Task requirements: How many lines in the items below contain the string "cliff"? Case counts. Reply with the number only.

[START OF Listed entries]

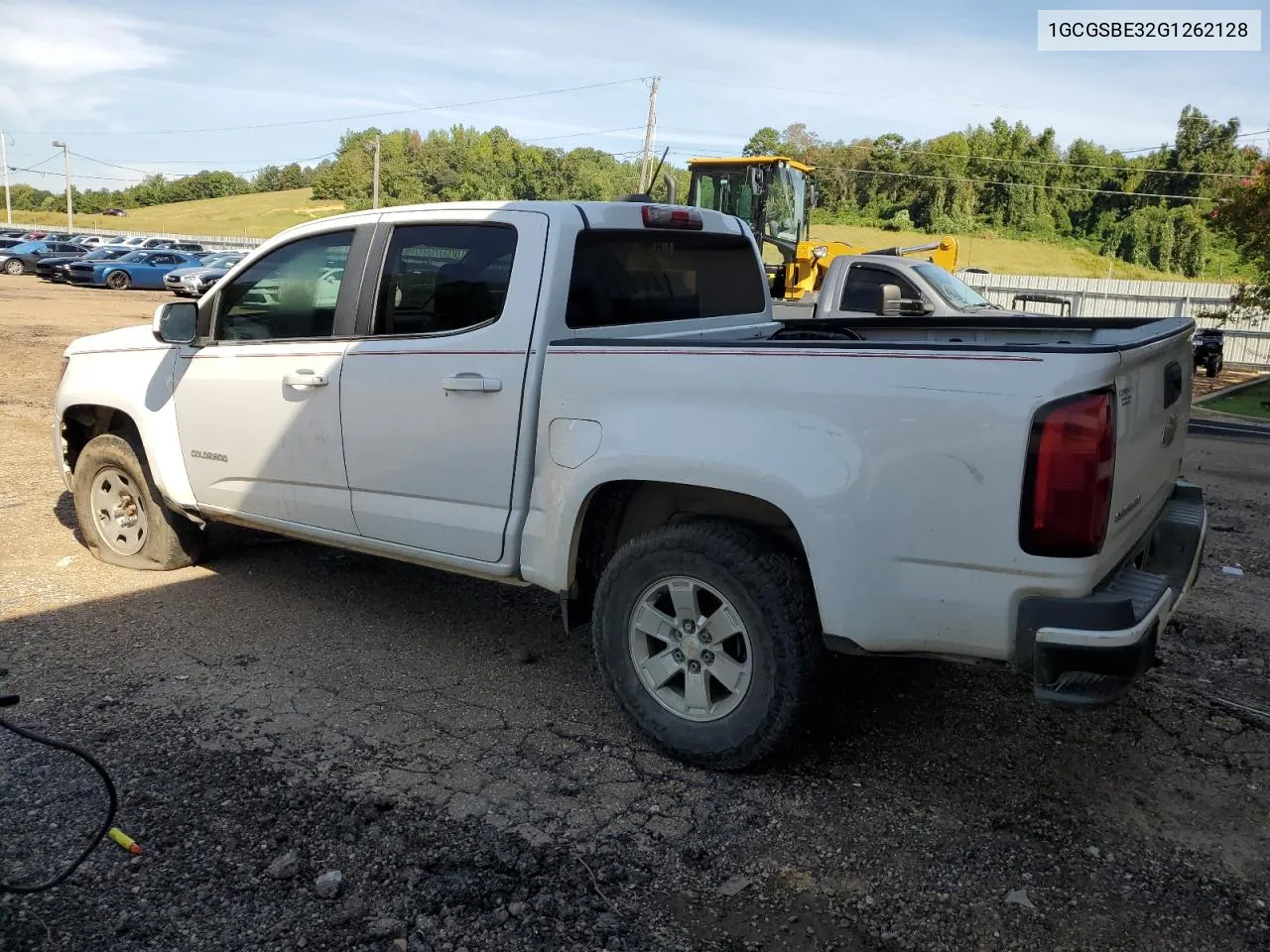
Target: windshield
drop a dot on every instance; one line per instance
(725, 191)
(785, 206)
(952, 290)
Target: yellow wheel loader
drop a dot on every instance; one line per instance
(774, 194)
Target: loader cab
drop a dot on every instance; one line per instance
(772, 194)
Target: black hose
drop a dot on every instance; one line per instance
(105, 825)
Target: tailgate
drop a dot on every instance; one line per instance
(1153, 394)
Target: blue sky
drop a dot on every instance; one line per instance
(107, 76)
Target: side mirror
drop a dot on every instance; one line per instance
(177, 321)
(888, 301)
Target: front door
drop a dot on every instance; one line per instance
(432, 393)
(258, 407)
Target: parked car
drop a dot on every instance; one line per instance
(140, 270)
(1207, 348)
(21, 259)
(194, 282)
(58, 270)
(557, 394)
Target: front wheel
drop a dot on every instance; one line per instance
(706, 634)
(121, 515)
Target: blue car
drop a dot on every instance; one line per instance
(22, 259)
(58, 270)
(140, 270)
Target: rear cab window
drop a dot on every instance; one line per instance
(629, 277)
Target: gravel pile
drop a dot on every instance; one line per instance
(243, 853)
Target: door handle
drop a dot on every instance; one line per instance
(472, 382)
(307, 379)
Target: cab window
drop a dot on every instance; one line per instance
(290, 293)
(864, 282)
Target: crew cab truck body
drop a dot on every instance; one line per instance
(594, 399)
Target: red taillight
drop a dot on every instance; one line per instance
(1067, 489)
(659, 216)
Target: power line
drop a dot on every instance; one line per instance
(1024, 184)
(36, 167)
(359, 116)
(588, 132)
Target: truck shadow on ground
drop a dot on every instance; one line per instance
(468, 697)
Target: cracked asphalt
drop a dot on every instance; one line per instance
(444, 746)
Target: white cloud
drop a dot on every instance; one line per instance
(55, 56)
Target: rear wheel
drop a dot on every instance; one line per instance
(706, 635)
(121, 513)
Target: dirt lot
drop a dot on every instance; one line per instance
(286, 710)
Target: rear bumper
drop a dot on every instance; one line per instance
(1089, 651)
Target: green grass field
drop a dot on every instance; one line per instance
(1243, 403)
(1003, 255)
(249, 216)
(268, 212)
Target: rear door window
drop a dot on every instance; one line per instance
(629, 277)
(444, 278)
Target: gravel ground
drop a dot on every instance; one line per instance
(286, 711)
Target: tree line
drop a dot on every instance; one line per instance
(1008, 179)
(158, 189)
(997, 178)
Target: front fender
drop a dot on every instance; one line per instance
(134, 379)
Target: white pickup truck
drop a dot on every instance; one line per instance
(594, 399)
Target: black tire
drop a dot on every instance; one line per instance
(171, 540)
(771, 593)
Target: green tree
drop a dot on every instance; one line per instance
(766, 141)
(1243, 216)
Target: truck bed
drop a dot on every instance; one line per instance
(1008, 331)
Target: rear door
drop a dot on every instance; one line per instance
(432, 390)
(1153, 391)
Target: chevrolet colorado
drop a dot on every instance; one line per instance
(595, 399)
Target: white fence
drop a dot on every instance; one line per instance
(1246, 340)
(204, 240)
(1106, 298)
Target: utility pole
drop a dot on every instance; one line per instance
(70, 213)
(375, 193)
(645, 169)
(4, 162)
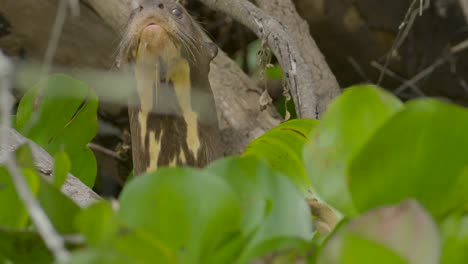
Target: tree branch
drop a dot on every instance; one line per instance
(326, 86)
(52, 239)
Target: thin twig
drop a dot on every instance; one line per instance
(358, 68)
(464, 7)
(105, 151)
(55, 36)
(436, 64)
(52, 239)
(397, 77)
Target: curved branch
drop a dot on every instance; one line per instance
(297, 73)
(326, 86)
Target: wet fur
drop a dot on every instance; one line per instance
(166, 122)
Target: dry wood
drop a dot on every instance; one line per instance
(326, 85)
(82, 195)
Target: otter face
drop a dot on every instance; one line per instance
(162, 29)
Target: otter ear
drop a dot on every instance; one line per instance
(212, 49)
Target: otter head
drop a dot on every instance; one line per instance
(162, 29)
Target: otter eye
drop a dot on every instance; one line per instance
(177, 12)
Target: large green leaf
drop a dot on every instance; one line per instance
(455, 235)
(349, 122)
(273, 210)
(190, 211)
(60, 209)
(421, 152)
(60, 114)
(103, 230)
(13, 214)
(404, 233)
(282, 147)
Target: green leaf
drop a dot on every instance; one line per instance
(103, 230)
(347, 125)
(274, 73)
(13, 214)
(21, 246)
(266, 198)
(61, 168)
(189, 211)
(455, 236)
(282, 147)
(98, 223)
(422, 153)
(58, 207)
(404, 233)
(59, 114)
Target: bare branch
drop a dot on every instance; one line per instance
(464, 6)
(297, 72)
(326, 86)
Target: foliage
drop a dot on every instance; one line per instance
(396, 172)
(59, 114)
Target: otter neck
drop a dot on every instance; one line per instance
(164, 125)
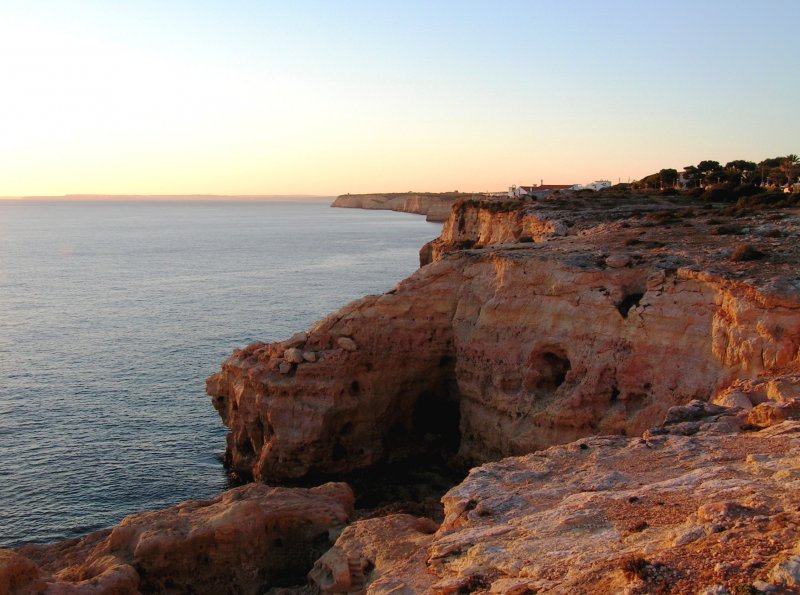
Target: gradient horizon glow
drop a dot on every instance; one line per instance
(261, 97)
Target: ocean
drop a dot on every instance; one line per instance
(112, 315)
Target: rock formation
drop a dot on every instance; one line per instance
(542, 341)
(560, 320)
(435, 206)
(244, 541)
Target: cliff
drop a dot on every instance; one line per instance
(435, 206)
(614, 315)
(622, 373)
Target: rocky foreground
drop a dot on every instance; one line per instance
(623, 374)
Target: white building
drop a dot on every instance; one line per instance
(596, 185)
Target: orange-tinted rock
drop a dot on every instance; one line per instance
(244, 541)
(518, 343)
(673, 514)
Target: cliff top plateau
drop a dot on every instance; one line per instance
(619, 373)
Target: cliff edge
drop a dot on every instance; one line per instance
(621, 372)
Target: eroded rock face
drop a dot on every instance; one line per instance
(718, 510)
(504, 348)
(435, 206)
(244, 541)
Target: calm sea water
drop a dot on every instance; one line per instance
(113, 314)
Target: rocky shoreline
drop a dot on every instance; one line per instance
(621, 373)
(435, 206)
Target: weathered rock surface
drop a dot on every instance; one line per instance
(435, 206)
(244, 541)
(559, 322)
(716, 512)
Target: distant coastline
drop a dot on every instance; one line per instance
(173, 197)
(436, 206)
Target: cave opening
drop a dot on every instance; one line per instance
(547, 370)
(629, 301)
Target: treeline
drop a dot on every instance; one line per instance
(775, 171)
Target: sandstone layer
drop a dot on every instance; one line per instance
(246, 540)
(435, 206)
(697, 506)
(534, 324)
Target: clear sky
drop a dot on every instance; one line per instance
(268, 97)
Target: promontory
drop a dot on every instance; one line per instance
(609, 382)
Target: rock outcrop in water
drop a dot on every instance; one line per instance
(559, 331)
(435, 206)
(244, 541)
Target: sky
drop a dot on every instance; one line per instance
(322, 97)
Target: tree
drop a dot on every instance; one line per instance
(668, 177)
(709, 171)
(690, 175)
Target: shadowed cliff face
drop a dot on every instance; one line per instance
(525, 340)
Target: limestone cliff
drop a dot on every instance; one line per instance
(696, 507)
(561, 320)
(435, 206)
(559, 331)
(246, 540)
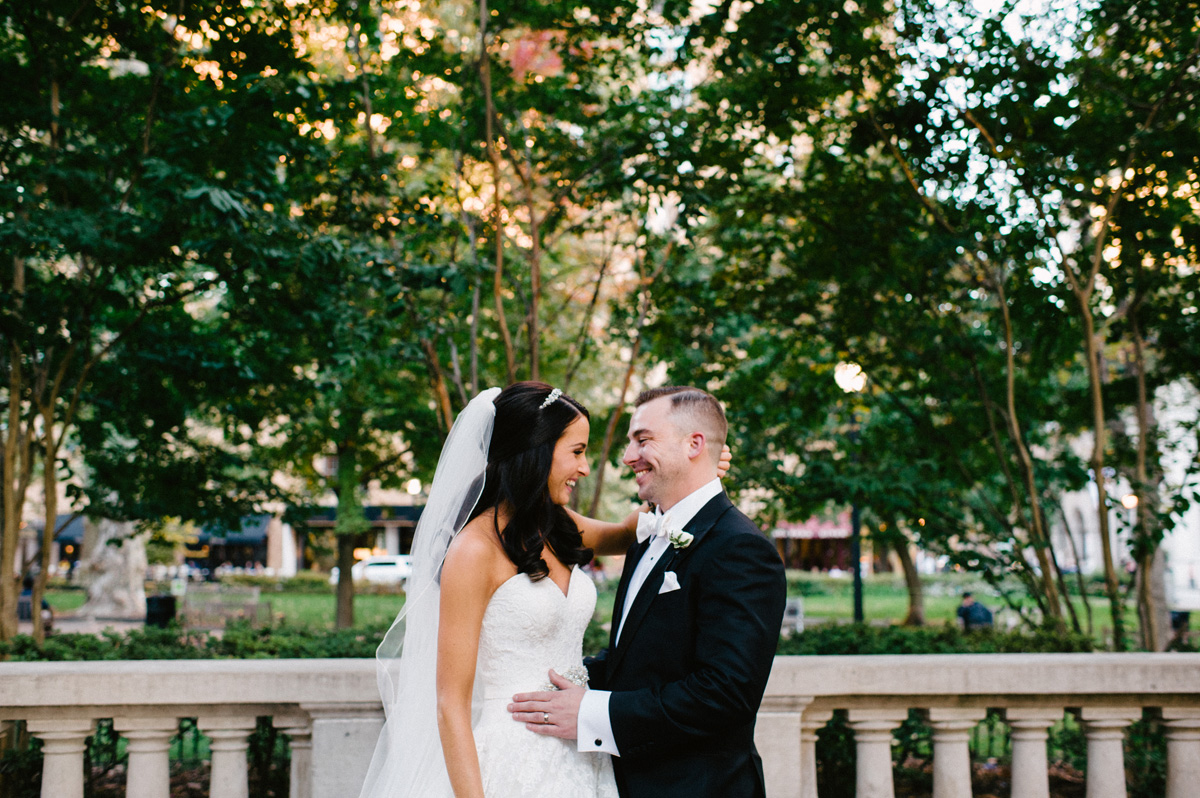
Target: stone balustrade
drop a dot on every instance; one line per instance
(330, 712)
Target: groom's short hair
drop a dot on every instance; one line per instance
(701, 408)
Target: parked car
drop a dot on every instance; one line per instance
(381, 569)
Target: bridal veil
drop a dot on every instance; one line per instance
(408, 761)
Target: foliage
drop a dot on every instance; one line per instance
(21, 771)
(863, 639)
(919, 190)
(239, 641)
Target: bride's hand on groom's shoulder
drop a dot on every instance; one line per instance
(551, 712)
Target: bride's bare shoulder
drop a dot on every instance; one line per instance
(477, 547)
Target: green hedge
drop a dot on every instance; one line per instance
(239, 641)
(863, 639)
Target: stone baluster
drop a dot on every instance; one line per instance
(810, 724)
(1030, 726)
(299, 731)
(777, 737)
(952, 753)
(343, 738)
(1104, 727)
(228, 741)
(148, 742)
(1182, 750)
(63, 747)
(873, 738)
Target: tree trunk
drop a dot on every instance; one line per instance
(1111, 583)
(1038, 535)
(916, 616)
(51, 480)
(485, 75)
(1153, 616)
(349, 526)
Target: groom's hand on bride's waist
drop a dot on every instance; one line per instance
(552, 712)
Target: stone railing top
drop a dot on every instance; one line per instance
(1005, 679)
(187, 682)
(915, 681)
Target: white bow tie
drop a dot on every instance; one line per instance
(652, 525)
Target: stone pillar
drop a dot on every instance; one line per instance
(952, 753)
(228, 741)
(299, 732)
(343, 738)
(810, 724)
(1031, 777)
(1104, 727)
(1182, 750)
(63, 747)
(778, 738)
(873, 737)
(391, 538)
(148, 742)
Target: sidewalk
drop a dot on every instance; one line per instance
(67, 624)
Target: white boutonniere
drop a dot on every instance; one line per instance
(679, 539)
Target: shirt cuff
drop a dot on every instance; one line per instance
(594, 726)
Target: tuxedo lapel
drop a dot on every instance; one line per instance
(699, 527)
(633, 557)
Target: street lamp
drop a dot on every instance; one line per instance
(852, 379)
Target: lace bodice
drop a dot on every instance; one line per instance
(529, 628)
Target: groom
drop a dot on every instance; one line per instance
(695, 623)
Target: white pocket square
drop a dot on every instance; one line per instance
(670, 582)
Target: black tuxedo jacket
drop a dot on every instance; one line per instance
(689, 673)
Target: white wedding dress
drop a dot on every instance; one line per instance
(529, 628)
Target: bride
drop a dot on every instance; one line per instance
(496, 600)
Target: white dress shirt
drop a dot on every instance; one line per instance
(594, 731)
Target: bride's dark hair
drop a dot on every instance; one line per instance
(519, 461)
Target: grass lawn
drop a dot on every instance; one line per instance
(826, 600)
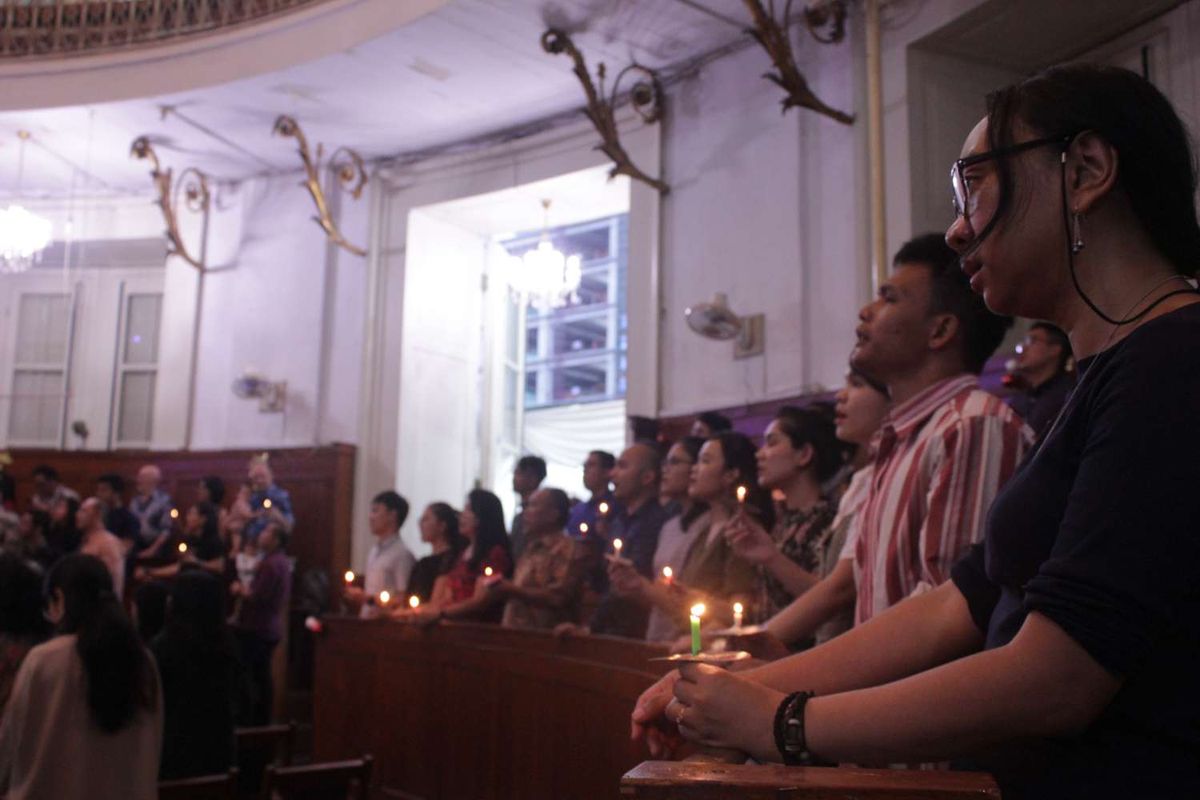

[END OF Listed entries]

Exercise result: 5